▶ [Passage to read]
________________________________________
Yang Jingyu (; February 13, 1905 – February 23, 1940), born Ma Shangde (), was a Chinese Communist, commander-in-chief and political commissar of the First Route Army of the Northeast Anti-Japanese United Army, in the guerrilla war in Manchuria against the Japanese campaign to pacify Manchukuo during the Second Sino-Japanese War.

Early life 

Yang was born in Queshan, Henan (today a suburb of Zhumadian prefectural-level city) to a local farmer's family. He had both classic education in his village private school and in a modern school in Queshan when young. Yang was influenced by the New Cultural Movement after he became disappointed with the post-revolutionary warlordism. He went to college in Kaifeng, the then capital of Henan Province. In 1925, he joined the Chinese Communist Youth League in Kaifeng where he pursued his higher education and then became a member of the Communist Party of China.  After the Autumn Harvest Uprising he organized local farmers in Queshan into a Revolutionary Armed Force unit. Later he did other underground work in Xinyang, Kaifeng, and Luoyang.

In 1929, he was dispatched to northeast China, where he held a post as the Communist Party of China Fushun special branch secretary. Imprisoned by the Japanese and then by the regime of Zhang Xueliang, he was rescued during the chaos following the Mukden Incident. After the rescue from prison, he successively held a leading position for the offices of Harbin district party committee secretary, municipal party committee secretary, and Manchurian Acting provincial party committee secretary of the Central Military Commission.

In 1932, he set up the Chinese Workers' and Peasants' Red Army 32nd Army as a guerrilla force, and Panshi in Jilin province as his guerrilla base.

In September, 1933 he was appointed commander-in-chief and political commissar of the Independent Division of the First Army of the Northeastern People's Revolutionary Army. In 1934, the Independent Division became the First Army of the Northeast People's Revolutionary Army, with Yang as commander-in-chief of the army and the Anti-Japanese United Front Army Headquarters.

In February 1936, Yang was appointed Northeast Anti-Japanese United Army First Army commander and political commissar, in June he was appointed Northeast Anti-Japanese United Army First Route Army commander-in-chief concurrently political commissar. Zhou Baozhong commanded the 2nd Route Army, and Li Zhaolin the 3rd Route Army. This army was open to all who wanted to resist the Japanese invasion and proclaimed its willingness to ally with all other anti-Japanese forces. This policy won over some of the shanlin bands, including former National Salvation Army units. After the Marco Polo Bridge Incident a number of Manchukuoan troops deserted to the Anti-Japanese Army.
________________________________________
▶ [Given entries]
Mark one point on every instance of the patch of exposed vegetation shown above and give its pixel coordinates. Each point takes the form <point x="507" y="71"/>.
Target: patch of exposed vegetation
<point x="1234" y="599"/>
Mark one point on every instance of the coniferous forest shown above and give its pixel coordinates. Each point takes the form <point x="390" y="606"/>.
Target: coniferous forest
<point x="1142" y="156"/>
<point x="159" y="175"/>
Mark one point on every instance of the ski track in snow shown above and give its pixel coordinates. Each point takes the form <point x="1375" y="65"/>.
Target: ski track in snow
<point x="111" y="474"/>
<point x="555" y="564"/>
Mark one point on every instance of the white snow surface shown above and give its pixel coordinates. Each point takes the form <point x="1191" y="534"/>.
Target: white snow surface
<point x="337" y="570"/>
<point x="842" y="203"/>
________________________________________
▶ [Problems to work on]
1) Reproduce the Yang Jingyu biography from "Yang Jingyu (;" to "Second Sino-Japanese War.".
2) Answer these questions from the Yang Jingyu biography:
(a) In what year did Yang join the Chinese Communist Youth League?
(b) Where did he establish his guerrilla base in 1932?
(c) Who commanded the 2nd Route Army?

▶ [Outputs in order]
1)
Yang Jingyu (; February 13, 1905 – February 23, 1940), born Ma Shangde (), was a Chinese Communist, commander-in-chief and political commissar of the First Route Army of the Northeast Anti-Japanese United Army, in the guerrilla war in Manchuria against the Japanese campaign to pacify Manchukuo during the Second Sino-Japanese War.

2)
(a) 1925
(b) Panshi, in Jilin province
(c) Zhou Baozhong